### Requirements
Beginning with the line that contains "the shop front", extract each line through the end of the listing below, with no additions or omissions.

════════════════════

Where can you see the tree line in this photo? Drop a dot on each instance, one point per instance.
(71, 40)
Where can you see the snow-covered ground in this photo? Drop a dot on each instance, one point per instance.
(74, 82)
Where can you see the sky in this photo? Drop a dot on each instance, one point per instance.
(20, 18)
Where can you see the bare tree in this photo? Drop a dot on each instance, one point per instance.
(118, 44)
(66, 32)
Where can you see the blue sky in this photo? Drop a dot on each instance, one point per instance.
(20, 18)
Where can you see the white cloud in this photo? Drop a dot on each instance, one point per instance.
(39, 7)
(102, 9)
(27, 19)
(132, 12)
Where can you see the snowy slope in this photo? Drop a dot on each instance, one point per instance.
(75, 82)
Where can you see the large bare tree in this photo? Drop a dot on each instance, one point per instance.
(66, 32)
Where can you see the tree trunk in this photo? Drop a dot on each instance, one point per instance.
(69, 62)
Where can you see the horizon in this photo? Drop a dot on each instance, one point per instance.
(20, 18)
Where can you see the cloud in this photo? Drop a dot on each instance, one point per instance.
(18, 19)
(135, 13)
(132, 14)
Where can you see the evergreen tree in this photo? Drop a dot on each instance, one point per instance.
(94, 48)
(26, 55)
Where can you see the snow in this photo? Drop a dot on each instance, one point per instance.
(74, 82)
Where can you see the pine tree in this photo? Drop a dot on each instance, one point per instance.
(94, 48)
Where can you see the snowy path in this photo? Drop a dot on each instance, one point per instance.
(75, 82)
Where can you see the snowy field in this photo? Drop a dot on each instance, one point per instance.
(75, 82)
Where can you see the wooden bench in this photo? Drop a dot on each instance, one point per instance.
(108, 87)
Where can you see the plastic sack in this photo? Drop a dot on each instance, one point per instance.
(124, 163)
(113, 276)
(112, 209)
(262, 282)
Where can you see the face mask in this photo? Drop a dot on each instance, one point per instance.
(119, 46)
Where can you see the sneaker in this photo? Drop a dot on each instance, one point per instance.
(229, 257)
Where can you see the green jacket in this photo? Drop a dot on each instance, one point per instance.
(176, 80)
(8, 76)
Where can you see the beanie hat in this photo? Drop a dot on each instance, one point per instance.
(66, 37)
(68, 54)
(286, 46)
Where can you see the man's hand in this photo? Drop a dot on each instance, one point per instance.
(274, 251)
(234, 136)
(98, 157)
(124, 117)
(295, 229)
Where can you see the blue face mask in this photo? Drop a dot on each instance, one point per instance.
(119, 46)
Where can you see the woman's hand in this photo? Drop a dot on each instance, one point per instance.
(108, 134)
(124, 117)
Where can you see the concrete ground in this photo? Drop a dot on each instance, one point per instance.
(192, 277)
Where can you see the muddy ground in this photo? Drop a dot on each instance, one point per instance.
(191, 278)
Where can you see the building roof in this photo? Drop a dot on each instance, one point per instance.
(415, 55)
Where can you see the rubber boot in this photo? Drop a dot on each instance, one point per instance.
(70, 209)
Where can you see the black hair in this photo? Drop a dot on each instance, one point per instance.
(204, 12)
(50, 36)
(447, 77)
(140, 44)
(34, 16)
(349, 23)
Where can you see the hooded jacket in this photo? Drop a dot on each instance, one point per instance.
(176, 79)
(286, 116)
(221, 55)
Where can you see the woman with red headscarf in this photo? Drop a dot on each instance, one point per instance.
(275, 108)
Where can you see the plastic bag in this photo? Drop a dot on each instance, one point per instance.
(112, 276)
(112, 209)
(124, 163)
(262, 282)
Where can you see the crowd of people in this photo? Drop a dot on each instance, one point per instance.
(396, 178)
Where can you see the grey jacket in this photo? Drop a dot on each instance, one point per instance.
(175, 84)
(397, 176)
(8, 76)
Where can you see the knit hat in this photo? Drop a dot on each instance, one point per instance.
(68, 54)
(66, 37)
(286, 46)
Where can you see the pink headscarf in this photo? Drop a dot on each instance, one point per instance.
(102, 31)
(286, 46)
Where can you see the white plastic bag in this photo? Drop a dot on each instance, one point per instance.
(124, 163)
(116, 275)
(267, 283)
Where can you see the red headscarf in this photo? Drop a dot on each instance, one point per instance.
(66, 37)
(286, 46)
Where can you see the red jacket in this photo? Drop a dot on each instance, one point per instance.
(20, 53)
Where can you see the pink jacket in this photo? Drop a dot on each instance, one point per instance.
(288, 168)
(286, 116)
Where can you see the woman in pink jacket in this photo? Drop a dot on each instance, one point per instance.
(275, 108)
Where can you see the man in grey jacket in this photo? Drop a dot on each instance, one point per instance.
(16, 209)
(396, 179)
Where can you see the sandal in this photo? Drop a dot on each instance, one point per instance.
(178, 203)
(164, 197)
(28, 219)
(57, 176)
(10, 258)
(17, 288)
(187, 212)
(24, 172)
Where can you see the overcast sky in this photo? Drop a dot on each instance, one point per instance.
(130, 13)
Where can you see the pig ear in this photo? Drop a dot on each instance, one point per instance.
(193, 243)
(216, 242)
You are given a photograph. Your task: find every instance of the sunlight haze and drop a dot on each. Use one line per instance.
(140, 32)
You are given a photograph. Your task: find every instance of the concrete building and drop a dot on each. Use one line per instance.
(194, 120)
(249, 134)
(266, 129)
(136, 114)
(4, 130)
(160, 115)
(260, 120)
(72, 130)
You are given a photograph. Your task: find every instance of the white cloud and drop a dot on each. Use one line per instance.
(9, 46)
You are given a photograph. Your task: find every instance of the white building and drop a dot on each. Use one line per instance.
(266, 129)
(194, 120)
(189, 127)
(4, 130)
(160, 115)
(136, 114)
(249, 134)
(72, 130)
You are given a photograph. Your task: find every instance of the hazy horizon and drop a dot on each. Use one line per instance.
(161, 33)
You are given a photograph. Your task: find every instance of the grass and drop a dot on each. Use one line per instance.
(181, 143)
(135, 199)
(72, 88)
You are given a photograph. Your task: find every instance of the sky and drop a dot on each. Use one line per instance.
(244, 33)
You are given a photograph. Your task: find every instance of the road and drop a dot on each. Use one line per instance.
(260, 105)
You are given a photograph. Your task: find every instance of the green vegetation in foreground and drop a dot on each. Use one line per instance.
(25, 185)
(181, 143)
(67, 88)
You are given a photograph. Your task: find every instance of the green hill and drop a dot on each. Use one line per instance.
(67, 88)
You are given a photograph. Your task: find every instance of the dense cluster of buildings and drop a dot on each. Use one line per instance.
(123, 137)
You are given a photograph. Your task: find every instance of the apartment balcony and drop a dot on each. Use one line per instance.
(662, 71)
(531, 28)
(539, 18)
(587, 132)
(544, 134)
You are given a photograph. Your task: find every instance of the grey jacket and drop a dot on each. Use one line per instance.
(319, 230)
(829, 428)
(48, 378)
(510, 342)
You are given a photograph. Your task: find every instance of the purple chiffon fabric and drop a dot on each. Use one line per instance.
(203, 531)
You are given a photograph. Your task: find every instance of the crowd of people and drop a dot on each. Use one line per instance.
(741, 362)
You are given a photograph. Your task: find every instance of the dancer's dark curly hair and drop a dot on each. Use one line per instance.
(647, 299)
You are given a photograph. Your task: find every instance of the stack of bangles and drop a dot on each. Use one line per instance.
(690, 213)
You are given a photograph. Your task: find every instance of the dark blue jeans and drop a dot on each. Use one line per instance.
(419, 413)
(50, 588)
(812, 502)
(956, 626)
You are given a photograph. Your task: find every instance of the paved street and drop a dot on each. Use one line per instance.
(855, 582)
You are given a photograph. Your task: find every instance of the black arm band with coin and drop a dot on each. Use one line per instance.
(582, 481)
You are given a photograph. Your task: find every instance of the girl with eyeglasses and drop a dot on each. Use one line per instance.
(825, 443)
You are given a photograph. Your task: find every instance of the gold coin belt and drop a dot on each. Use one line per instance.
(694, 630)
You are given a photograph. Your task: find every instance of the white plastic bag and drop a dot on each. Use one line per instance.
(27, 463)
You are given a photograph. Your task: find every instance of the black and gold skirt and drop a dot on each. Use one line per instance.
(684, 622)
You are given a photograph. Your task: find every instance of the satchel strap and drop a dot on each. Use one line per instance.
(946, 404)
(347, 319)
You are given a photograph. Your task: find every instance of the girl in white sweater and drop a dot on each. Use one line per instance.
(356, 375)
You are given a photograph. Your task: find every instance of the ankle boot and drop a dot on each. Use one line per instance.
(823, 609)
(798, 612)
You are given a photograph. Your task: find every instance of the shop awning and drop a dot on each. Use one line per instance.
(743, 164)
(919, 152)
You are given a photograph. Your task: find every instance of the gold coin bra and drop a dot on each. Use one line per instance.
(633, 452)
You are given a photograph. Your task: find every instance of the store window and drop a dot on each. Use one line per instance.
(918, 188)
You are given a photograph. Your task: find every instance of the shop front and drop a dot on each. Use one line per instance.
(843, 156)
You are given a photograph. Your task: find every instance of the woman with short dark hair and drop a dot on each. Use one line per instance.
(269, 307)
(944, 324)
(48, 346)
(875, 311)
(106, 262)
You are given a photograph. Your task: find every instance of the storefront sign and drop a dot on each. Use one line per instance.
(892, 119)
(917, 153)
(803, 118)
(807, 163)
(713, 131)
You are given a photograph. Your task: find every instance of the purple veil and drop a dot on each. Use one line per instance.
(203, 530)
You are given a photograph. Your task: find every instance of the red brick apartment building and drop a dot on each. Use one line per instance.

════════════════════

### Full solution
You are given a photograph. Your task: find every instance of the shop front and drop a dot on each. Use one line per instance.
(843, 156)
You are given a photograph. Your task: find every instance of the woman with short dark hair and drop a dot on each. Use one line per instance.
(269, 307)
(944, 324)
(48, 346)
(875, 311)
(106, 262)
You are given a photograph. Your task: find every instance of the storefront sign and drop a dot on each. Use one line per instance.
(892, 119)
(917, 153)
(803, 118)
(807, 163)
(713, 131)
You are given a photograph. Your task: find every instance of the purple veil and drop a dot on each. Use one line per instance.
(203, 530)
You are given a photograph. Your task: find every instance of the red brick apartment building and drop a dot on each. Use one line per instance.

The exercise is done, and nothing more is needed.